◆ GIVEN INSTRUCTION ◆
Present every line of the records below as a numbered list, and leave out any blank lines.

*** GIVEN DATA

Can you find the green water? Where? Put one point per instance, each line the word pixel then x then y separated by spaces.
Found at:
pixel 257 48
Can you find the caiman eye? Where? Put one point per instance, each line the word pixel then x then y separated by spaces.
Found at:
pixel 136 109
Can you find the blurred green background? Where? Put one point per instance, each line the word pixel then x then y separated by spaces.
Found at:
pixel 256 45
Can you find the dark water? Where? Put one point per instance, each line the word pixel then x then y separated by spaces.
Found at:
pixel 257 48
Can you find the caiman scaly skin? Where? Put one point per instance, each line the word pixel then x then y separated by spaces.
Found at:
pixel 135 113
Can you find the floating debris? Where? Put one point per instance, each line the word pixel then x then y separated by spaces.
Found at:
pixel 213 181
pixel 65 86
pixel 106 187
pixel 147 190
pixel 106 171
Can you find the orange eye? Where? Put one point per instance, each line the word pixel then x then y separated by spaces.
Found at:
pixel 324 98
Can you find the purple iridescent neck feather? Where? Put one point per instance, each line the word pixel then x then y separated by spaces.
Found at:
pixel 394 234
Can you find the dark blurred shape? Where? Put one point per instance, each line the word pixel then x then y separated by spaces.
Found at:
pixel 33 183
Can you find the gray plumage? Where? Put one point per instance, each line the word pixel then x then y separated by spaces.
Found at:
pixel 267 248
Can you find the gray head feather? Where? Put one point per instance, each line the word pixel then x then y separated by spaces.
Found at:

******

◆ FINAL ANSWER ◆
1. Can you find the green water? Where? Put one point per instance, each line the word pixel then x then y separated by spaces.
2. Found at:
3. pixel 257 48
4. Can you find the caiman eye? Where? Put one point per instance, each line the word pixel then x then y separated by spaces.
5. Found at:
6. pixel 136 109
7. Can you find the blurred green background? Where? Put one point per instance, each line the word pixel then x then y separated by spaces.
8. Found at:
9. pixel 256 45
10. Can you find the dark water? Where? Put one point per instance, each line the word pixel then x then y separated by spaces.
11. Found at:
12. pixel 257 48
13. Can you find the caiman scaly skin? Where? Put one point per instance, each line the word pixel then x then y separated by spaces.
14. Found at:
15. pixel 135 113
16. Can you find the floating debris? Where? Put one point per instance, each line the word pixel then x then y separated by spaces.
17. Found at:
18. pixel 213 181
19. pixel 65 86
20. pixel 106 187
21. pixel 147 190
22. pixel 106 171
23. Can you find the orange eye? Where? Put one point per instance, each line the word pixel then x then y separated by spaces.
24. Found at:
25. pixel 324 98
26. Can you find the purple iridescent neck feather? Where? Put one point per instance, each line the word pixel then x then y separated by spaces.
27. Found at:
28. pixel 394 234
29. Can you find the dark blurred shape? Where? Put one point per instance, each line the word pixel then x then y separated by spaces.
30. Found at:
31. pixel 33 183
32. Can you find the gray plumage? Where? Put one point per instance, each line the word pixel then x then y separated by spaces.
33. Found at:
34. pixel 267 248
35. Can you find the gray head feather? Where? Put one point per instance, each line the word pixel then x then y separated by spaces.
36. Found at:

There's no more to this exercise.